- Exercise aim
Copy the material from its first line through the line containing "[92, 256, 140, 316]", substituting "daffodil tepal" for "daffodil petal" and leaving everything else unchanged.

- Data for the task
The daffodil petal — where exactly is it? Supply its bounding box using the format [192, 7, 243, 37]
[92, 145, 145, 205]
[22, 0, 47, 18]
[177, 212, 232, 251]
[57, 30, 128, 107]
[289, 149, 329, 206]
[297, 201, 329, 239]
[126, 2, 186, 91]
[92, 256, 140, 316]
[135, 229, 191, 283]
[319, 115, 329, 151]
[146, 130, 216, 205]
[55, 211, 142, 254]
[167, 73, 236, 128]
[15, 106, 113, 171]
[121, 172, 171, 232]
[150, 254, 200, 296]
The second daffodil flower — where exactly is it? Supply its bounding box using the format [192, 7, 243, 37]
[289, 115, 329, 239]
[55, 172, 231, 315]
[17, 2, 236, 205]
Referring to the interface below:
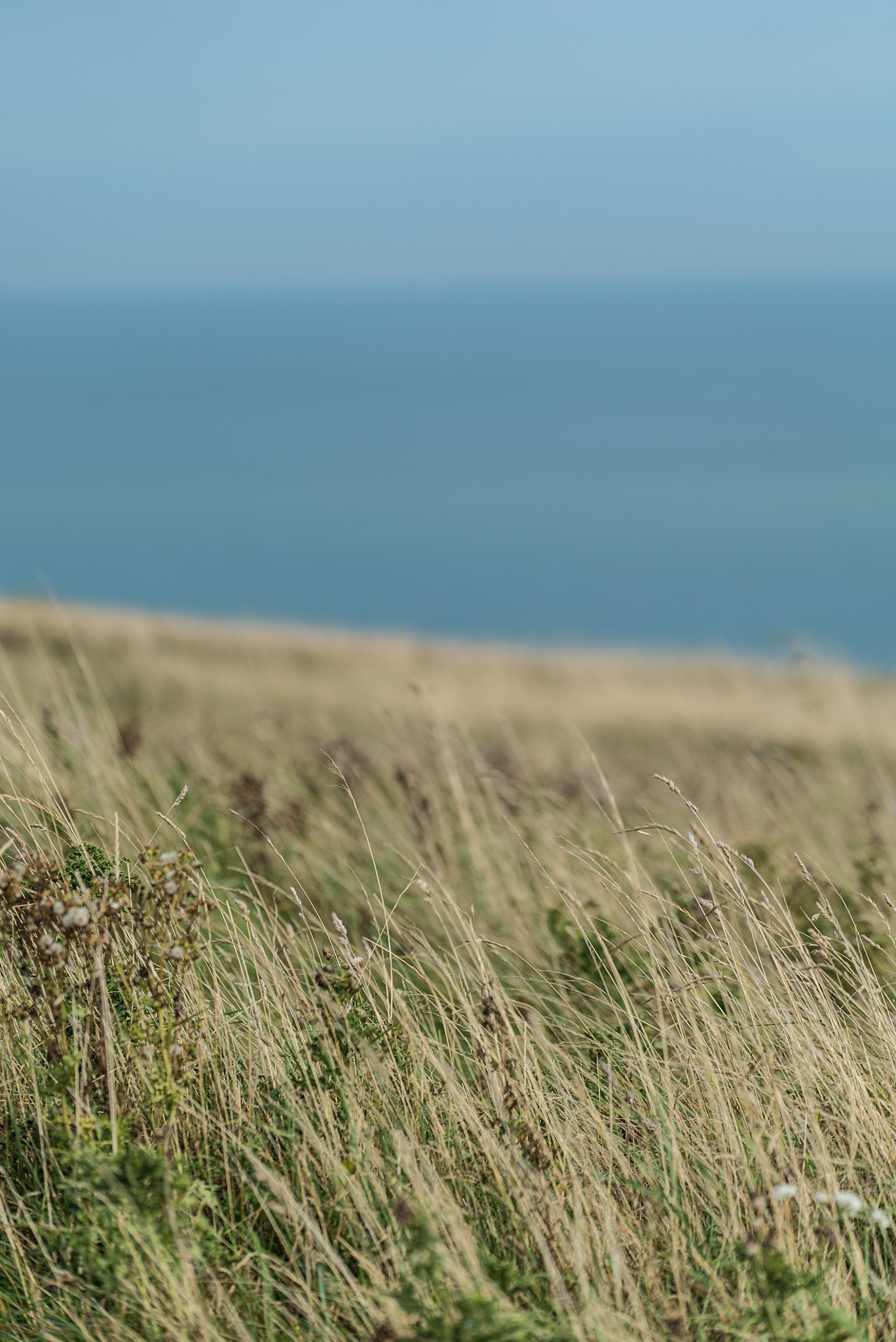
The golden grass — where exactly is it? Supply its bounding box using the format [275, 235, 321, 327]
[0, 603, 896, 1342]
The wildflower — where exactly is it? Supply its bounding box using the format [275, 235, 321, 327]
[62, 904, 90, 931]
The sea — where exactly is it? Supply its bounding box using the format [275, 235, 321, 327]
[0, 280, 896, 671]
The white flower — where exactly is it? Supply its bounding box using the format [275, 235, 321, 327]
[62, 904, 90, 931]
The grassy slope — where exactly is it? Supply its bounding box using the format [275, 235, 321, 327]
[0, 604, 896, 1342]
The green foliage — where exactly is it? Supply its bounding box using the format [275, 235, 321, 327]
[743, 1244, 864, 1342]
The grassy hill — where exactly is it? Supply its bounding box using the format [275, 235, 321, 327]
[0, 603, 896, 1342]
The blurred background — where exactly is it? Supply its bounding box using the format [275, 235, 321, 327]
[0, 0, 896, 668]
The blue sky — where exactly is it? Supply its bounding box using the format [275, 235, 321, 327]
[0, 0, 896, 290]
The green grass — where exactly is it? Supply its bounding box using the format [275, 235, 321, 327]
[0, 604, 896, 1342]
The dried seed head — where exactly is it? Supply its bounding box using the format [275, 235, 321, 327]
[60, 904, 90, 931]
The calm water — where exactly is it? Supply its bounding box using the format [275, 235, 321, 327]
[0, 284, 896, 666]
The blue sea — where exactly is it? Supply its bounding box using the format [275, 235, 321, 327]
[0, 282, 896, 668]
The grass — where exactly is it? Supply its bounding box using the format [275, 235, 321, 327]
[0, 604, 896, 1342]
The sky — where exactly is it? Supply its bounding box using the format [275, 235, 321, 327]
[0, 0, 896, 291]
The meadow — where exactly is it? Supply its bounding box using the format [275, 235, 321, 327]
[0, 602, 896, 1342]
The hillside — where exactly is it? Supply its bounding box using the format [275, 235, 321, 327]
[0, 602, 896, 1342]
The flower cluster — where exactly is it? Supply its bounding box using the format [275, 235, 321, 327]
[772, 1183, 893, 1231]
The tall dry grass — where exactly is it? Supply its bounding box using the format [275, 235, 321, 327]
[0, 605, 896, 1342]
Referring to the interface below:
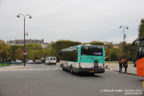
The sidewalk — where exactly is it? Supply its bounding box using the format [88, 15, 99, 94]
[106, 63, 137, 75]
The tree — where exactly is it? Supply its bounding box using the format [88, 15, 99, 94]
[138, 19, 144, 38]
[84, 41, 104, 45]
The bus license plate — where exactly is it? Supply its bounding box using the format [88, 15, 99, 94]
[89, 70, 95, 73]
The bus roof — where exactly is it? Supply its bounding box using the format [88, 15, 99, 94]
[61, 45, 103, 51]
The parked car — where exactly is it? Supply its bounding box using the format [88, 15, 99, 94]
[35, 60, 42, 64]
[27, 60, 34, 64]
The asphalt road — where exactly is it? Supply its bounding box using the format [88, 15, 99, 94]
[0, 64, 144, 96]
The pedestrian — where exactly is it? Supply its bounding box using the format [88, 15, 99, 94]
[123, 58, 128, 73]
[119, 59, 123, 72]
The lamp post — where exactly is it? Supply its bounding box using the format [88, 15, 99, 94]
[119, 25, 128, 42]
[17, 13, 32, 66]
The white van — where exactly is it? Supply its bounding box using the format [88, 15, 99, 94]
[45, 56, 57, 65]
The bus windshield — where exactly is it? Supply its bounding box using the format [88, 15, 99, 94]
[81, 46, 103, 56]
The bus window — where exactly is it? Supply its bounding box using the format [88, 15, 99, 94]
[81, 46, 103, 56]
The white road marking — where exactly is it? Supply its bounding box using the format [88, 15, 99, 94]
[0, 68, 61, 72]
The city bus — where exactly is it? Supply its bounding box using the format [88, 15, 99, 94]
[45, 56, 57, 65]
[133, 37, 144, 77]
[60, 45, 105, 74]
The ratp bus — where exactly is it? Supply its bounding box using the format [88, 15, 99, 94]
[60, 45, 105, 74]
[133, 37, 144, 77]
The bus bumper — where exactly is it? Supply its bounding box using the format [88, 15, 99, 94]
[74, 68, 105, 73]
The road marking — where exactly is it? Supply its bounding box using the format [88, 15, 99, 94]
[0, 68, 61, 72]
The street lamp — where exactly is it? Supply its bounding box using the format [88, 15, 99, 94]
[119, 25, 128, 42]
[17, 13, 32, 66]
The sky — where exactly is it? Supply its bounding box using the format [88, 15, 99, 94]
[0, 0, 144, 43]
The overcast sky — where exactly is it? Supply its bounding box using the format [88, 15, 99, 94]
[0, 0, 144, 43]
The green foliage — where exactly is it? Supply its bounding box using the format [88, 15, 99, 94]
[138, 19, 144, 38]
[26, 44, 42, 50]
[85, 41, 104, 45]
[9, 45, 23, 60]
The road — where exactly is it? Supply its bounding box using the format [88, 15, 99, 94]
[0, 64, 144, 96]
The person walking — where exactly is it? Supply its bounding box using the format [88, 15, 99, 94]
[119, 59, 123, 72]
[123, 58, 128, 73]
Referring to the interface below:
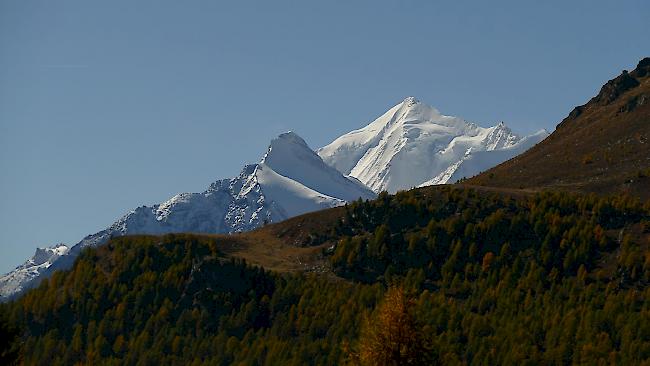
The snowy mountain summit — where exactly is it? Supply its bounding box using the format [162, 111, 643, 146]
[318, 97, 548, 193]
[0, 97, 548, 301]
[0, 132, 375, 300]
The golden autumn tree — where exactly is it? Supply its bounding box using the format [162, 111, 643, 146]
[351, 287, 436, 366]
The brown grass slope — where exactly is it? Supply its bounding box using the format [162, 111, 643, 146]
[466, 58, 650, 199]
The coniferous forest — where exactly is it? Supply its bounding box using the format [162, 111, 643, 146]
[0, 187, 650, 365]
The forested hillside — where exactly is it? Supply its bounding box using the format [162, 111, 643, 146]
[0, 187, 650, 365]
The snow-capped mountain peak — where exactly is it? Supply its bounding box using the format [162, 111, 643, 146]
[0, 132, 375, 300]
[318, 97, 539, 192]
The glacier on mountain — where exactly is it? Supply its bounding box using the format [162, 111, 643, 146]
[0, 132, 375, 300]
[0, 97, 548, 301]
[318, 97, 548, 193]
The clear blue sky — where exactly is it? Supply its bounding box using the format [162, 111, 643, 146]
[0, 0, 650, 272]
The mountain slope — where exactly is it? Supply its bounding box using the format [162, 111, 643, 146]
[318, 97, 546, 192]
[469, 58, 650, 199]
[0, 132, 375, 299]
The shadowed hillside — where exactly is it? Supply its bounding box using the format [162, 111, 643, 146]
[467, 58, 650, 199]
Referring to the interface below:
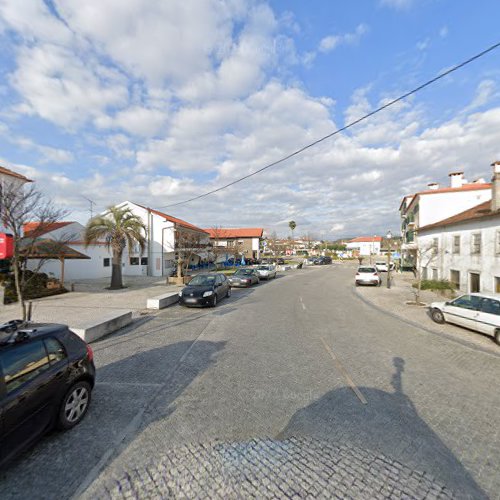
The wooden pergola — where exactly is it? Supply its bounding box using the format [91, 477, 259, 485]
[22, 240, 90, 287]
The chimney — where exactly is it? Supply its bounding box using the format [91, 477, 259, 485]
[448, 172, 464, 187]
[491, 161, 500, 212]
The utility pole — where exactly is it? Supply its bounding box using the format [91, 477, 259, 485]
[82, 195, 95, 219]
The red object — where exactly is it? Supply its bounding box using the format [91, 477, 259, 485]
[87, 344, 94, 361]
[0, 233, 14, 259]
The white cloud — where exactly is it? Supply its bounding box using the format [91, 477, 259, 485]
[319, 24, 368, 53]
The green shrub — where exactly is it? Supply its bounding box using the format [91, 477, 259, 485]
[412, 280, 456, 290]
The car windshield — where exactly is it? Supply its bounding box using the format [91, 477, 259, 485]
[189, 274, 215, 286]
[234, 269, 253, 276]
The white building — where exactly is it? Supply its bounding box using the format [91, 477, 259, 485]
[417, 162, 500, 293]
[399, 172, 491, 267]
[346, 236, 382, 256]
[30, 201, 209, 280]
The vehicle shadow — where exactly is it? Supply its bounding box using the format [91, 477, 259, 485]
[279, 358, 488, 498]
[0, 341, 225, 499]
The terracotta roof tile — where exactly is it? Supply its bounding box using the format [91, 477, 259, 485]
[205, 227, 264, 238]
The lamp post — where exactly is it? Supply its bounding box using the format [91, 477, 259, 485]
[385, 231, 392, 288]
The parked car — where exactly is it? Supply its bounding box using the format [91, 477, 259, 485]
[313, 255, 332, 266]
[0, 320, 95, 466]
[354, 266, 381, 286]
[375, 260, 395, 273]
[429, 293, 500, 345]
[179, 273, 231, 307]
[229, 268, 259, 287]
[256, 264, 276, 280]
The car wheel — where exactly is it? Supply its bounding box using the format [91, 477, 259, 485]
[495, 330, 500, 345]
[57, 380, 92, 430]
[431, 309, 444, 324]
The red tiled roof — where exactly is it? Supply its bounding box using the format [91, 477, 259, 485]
[348, 236, 382, 243]
[418, 200, 500, 233]
[0, 166, 33, 182]
[23, 221, 74, 238]
[205, 227, 264, 239]
[135, 203, 207, 233]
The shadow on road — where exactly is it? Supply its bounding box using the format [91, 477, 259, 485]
[279, 358, 487, 498]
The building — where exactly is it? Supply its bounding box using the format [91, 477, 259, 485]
[204, 227, 264, 262]
[346, 236, 382, 256]
[0, 165, 33, 233]
[417, 162, 500, 293]
[26, 201, 210, 280]
[399, 172, 491, 268]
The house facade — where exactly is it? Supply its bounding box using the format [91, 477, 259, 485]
[204, 227, 264, 262]
[417, 162, 500, 293]
[346, 236, 382, 256]
[399, 172, 491, 268]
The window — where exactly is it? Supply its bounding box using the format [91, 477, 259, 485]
[45, 337, 67, 363]
[450, 269, 460, 290]
[0, 340, 50, 392]
[471, 233, 481, 255]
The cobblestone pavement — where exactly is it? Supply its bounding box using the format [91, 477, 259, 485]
[95, 437, 452, 500]
[0, 266, 500, 500]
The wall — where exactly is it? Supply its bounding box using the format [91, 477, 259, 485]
[418, 216, 500, 293]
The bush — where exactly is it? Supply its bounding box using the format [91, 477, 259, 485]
[412, 280, 456, 291]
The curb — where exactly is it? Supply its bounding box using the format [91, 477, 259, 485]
[352, 288, 500, 358]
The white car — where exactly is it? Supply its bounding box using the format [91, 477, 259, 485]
[429, 293, 500, 345]
[375, 260, 395, 273]
[255, 264, 276, 280]
[354, 266, 381, 286]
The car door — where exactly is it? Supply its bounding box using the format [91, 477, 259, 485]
[0, 340, 53, 459]
[443, 295, 480, 330]
[477, 297, 500, 335]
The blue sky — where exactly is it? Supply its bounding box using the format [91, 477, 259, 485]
[0, 0, 500, 238]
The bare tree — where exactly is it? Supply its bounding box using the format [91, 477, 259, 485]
[1, 182, 67, 321]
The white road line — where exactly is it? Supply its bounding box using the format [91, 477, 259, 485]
[320, 337, 368, 405]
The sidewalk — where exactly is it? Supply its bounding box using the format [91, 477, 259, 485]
[355, 272, 500, 355]
[0, 276, 184, 328]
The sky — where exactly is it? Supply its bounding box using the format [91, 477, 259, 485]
[0, 0, 500, 240]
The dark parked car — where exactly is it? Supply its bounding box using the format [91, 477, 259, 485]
[0, 320, 95, 465]
[229, 269, 259, 287]
[179, 273, 231, 307]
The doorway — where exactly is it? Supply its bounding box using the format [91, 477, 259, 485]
[469, 273, 481, 293]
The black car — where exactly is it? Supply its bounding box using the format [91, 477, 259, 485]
[179, 273, 231, 307]
[0, 320, 95, 465]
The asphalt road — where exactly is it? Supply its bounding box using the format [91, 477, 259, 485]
[0, 266, 500, 499]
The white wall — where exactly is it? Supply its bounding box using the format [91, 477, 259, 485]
[417, 189, 491, 227]
[418, 217, 500, 293]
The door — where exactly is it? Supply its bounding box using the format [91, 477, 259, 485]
[443, 295, 481, 330]
[469, 273, 481, 293]
[0, 340, 64, 458]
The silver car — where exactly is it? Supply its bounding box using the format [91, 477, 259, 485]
[256, 264, 276, 280]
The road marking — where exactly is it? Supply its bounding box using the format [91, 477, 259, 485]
[320, 337, 368, 405]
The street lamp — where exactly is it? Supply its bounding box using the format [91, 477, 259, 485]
[385, 231, 392, 288]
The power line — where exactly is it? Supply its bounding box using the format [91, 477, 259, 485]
[160, 42, 500, 208]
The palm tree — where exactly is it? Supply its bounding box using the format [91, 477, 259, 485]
[84, 207, 147, 290]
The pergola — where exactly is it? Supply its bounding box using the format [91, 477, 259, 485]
[21, 240, 90, 287]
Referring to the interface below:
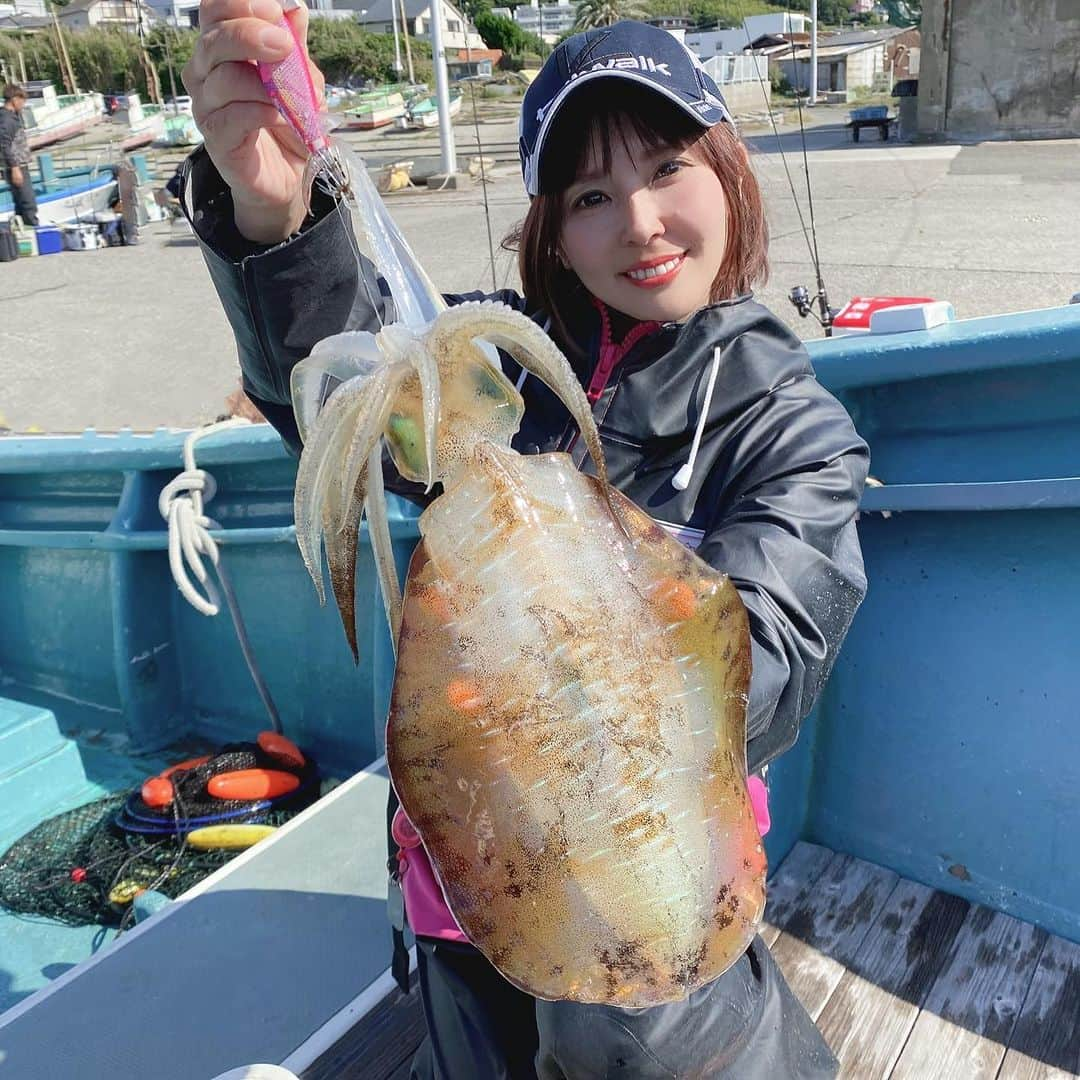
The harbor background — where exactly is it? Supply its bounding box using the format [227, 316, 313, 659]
[6, 103, 1080, 432]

- Reply to the exercise
The daffodil tepal — where exactly is it? Supply its bounding box using the format [192, 7, 243, 37]
[92, 145, 145, 205]
[22, 0, 47, 18]
[177, 212, 232, 251]
[57, 30, 128, 107]
[289, 149, 329, 206]
[297, 201, 329, 239]
[126, 2, 186, 91]
[92, 256, 140, 316]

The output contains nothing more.